## Start DATASET RECORDS
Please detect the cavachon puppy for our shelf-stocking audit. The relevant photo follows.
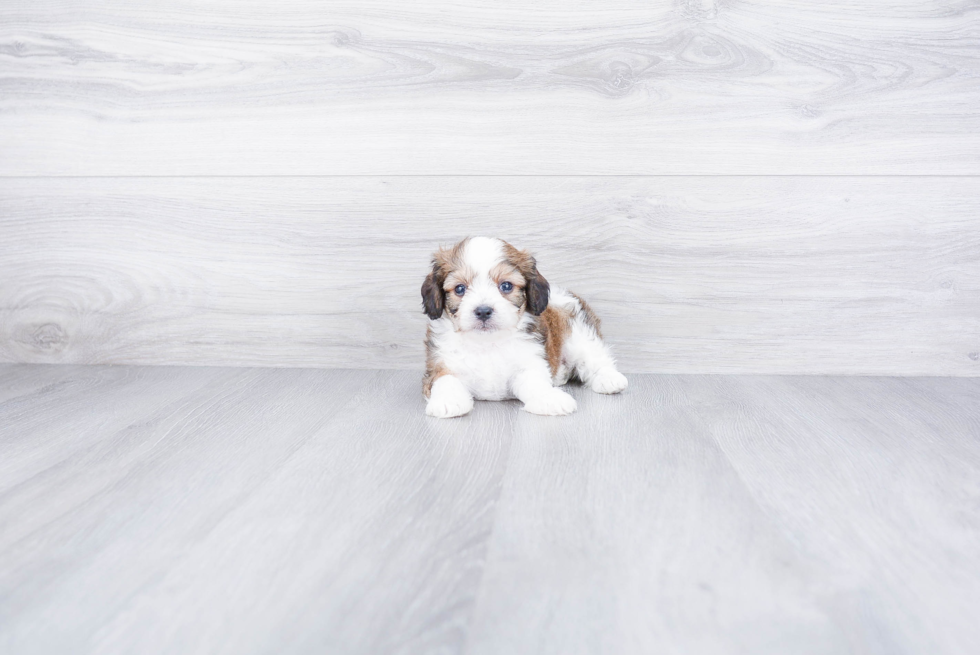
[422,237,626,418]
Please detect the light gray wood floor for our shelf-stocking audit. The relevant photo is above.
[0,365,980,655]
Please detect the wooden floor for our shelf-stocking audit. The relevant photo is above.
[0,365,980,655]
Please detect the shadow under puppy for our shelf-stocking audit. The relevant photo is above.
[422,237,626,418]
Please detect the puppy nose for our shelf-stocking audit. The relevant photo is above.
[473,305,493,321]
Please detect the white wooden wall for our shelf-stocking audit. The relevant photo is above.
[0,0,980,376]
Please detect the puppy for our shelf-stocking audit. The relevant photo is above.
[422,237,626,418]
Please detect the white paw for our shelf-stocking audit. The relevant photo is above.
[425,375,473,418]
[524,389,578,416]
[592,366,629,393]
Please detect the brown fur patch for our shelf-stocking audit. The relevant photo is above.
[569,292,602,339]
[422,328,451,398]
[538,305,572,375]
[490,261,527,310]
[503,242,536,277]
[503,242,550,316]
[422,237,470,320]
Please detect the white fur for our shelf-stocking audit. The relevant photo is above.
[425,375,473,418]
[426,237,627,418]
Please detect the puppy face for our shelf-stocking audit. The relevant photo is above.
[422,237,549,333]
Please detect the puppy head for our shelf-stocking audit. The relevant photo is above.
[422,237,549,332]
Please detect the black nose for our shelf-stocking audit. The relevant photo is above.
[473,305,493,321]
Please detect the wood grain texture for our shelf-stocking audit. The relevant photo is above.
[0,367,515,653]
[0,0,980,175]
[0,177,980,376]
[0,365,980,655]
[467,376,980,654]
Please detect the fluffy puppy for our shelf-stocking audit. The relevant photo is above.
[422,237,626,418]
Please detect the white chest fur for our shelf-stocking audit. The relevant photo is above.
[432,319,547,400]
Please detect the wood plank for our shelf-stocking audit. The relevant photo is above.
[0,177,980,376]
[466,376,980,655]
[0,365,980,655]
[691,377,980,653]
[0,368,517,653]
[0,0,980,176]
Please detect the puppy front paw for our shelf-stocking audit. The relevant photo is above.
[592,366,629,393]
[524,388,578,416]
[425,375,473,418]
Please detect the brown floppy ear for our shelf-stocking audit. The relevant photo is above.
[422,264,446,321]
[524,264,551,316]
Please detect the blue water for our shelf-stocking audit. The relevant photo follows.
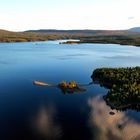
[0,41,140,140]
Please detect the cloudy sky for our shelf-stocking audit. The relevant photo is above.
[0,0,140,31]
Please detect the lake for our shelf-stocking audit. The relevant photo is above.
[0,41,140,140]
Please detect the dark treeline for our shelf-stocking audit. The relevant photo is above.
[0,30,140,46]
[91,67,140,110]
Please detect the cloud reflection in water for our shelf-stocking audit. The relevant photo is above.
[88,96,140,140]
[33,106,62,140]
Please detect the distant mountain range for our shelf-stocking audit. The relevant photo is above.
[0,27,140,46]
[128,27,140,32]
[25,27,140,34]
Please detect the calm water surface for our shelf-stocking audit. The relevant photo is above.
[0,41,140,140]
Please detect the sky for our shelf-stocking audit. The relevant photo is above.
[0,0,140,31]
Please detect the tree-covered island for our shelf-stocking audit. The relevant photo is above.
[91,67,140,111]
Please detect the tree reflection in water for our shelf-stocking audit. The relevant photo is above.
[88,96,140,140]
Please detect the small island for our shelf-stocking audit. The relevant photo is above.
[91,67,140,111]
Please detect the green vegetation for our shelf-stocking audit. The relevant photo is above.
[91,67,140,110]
## End DATASET RECORDS
**EXERCISE GOAL:** Copy the listing above word for word, starting at the line that contains "Please detect the wood plank" and going through the end of the listing. Leave the pictures out of your copy.

**EXERCISE RESULT:**
Please detect the wood plank for our shelf-stocking audit. The relevant photo is above.
[0,177,980,376]
[466,376,980,655]
[0,365,980,655]
[691,377,980,653]
[0,368,517,653]
[0,0,980,176]
Please detect the puppy front paw for our shelf-stocking audit. The relevant photo is above.
[592,366,629,393]
[524,388,578,416]
[425,375,473,418]
Please detect the brown floppy ear for our shelf-stocking audit. The relevant photo is above.
[422,264,446,321]
[524,264,551,316]
Please detect the blue water for our shelf-stocking audit. The relevant photo follows.
[0,41,140,140]
Please detect the cloudy sky for our shelf-stocking audit. The relevant photo is above.
[0,0,140,31]
Please detect the lake for our shelf-stocking audit. The relevant photo is above.
[0,41,140,140]
Please detect the dark treeline for our shelf-stocking audit. The relevant photo is above.
[0,30,140,46]
[91,67,140,110]
Please detect the cloud reflection in water for our shelf-stocking audit. The relevant photo is above.
[88,96,140,140]
[33,106,62,140]
Please detect the distant mountain range for our shelf-stocking audit. The relevant photo is above.
[0,27,140,46]
[128,27,140,32]
[25,27,140,34]
Please detect the calm water surface for our shelf-stocking audit. The relevant photo is above.
[0,41,140,140]
Please detect the sky for our shelf-stocking audit. The relevant photo is above.
[0,0,140,31]
Please detect the tree-covered island for our shelf-stocking audit. The relevant photo is above.
[91,67,140,111]
Please detect the tree reflection in water for our shelf-stocking audit. The relevant photo is above.
[88,96,140,140]
Please detect the small island for our shelf-stocking audit. The relevant photo is above.
[91,67,140,111]
Please detect the green vegetation for our shelf-stocking audit. The relevant photo is above.
[91,67,140,110]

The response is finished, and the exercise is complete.